PAGE TEXT:
UC San Diego undergraduate research project

Regime Interpretability

Can sparse autoencoders make learned market regime embeddings easier to interpret?

This exploratory project turns rolling multi-asset return windows into dense autoencoder embeddings, then trains a sparse autoencoder over those embeddings. The goal is not to build a trading strategy, but to test whether sparse features are easier to compare with market indicators, heuristic regime labels, simple baselines, and a sanity-check backtest.

Research Question

Making regime embeddings inspectable

Market regime models can compress useful structure while hiding the reasons behind each representation. This project asks whether an overcomplete sparse dictionary can expose a smaller set of active features that line up with familiar market stress, momentum, rate, and cross-asset behavior.

What is learned?

A dense autoencoder compresses flattened 20-day windows of standardized returns into 32-dimensional latent embeddings.

What is interpreted?

A sparse autoencoder reconstructs those embeddings using a 128-feature dictionary with TopK activation.

What is checked?

Sparse features are compared with VIX, yield spread, SPY momentum, cross-asset correlation, HMM/K-means labels, ablations, and a simple backtest.

Why This Matters

Interpretability before trading claims

A regime representation is more useful for research review if a human can inspect what it responds to. The repo treats economic interpretation as a sanity-check layer around learned features, not as evidence of alpha generation or production trading performance.

Research value

  • Separate learned representation quality from economic storytelling.
  • Compare sparse feature activity against external market indicators.
  • Use simple baselines so the sparse model is not evaluated in isolation.

Scope control

  • Backtest outputs are downstream sanity checks, not a deployable strategy.
  • Feature labels are heuristic and correlation-based.
  • Generated results should be rerun before being quoted.

Methodology

Two-stage representation learning

The implementation keeps the modeling stack intentionally small: first learn a compact dense embedding of market windows, then decompose those embeddings into sparse activations that are easier to inspect feature-by-feature.

1. Window construction

Download daily market prices with yfinance, compute log returns, standardize rolling windows, and split chronologically into train, validation, and test sets.

2. Dense autoencoder

Train an MLP autoencoder on flattened windows and save frozen latent embeddings for the full sample and each split.

3. Sparse autoencoder

Train a TopK sparse autoencoder on the dense embeddings, then inspect feature activations, dominant features, and dictionary outputs.

DATA BLOCK:

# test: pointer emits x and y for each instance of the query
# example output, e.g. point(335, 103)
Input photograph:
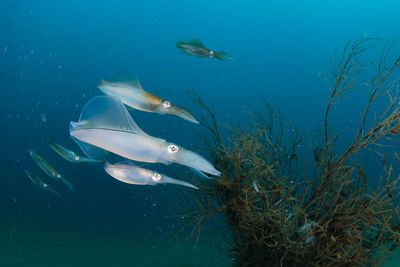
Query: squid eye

PROBLEMS:
A. According to the regime interpretability page, how many features does the sparse autoencoder's dictionary contain?
B. Carry on the regime interpretability page from its last line.

OUTPUTS FOR THE TASKS:
A. 128 features.

B.
Model Pipeline

From returns to interpretable checks

The project flow is designed to keep artifacts inspectable at each stage, from processed tensors to feature-label tables and generated figures.

01Market dataETF and indicator prices from 2015-10-01 to 2025-09-30.
02Rolling windowsStandardized 20-day log-return windows across the configured universe.
03Dense AEMLP autoencoder compresses each window into a 32-dimensional embedding.
04Sparse AEOvercomplete 128-feature dictionary with TopK 8 active features.
05InterpretationCorrelations, event heatmaps, UMAP views, and heuristic labels.
06ComparisonsHMM, K-means, ablations, and a backtest sanity check.

Dataset / Market Universe

Multi-asset context, small enough to audit

The configured universe mixes equity, sector, bond, credit, commodity, dollar, emerging-market, and volatility-linked series. External indicators are used for interpretation checks rather than as ground-truth labels.

Configured tickers

These are the 15 symbols currently listed in config.yaml.

SPYQQQIWMXLFXLE XLKTLTIEFHYGGLD SLVDBAUUP^VIXEEM
Sample range2015-10-01 through 2025-09-30 in the current config.
Window size20 trading days per flattened return window.
Dense latent size32 dimensions after the dense autoencoder encoder.
Sparse dictionary128 features with TopK 8 active features per sample.
External checksVIX level, VIX 5-day change, yield spread proxy, SPY 20-day momentum, and rolling cross-asset correlation.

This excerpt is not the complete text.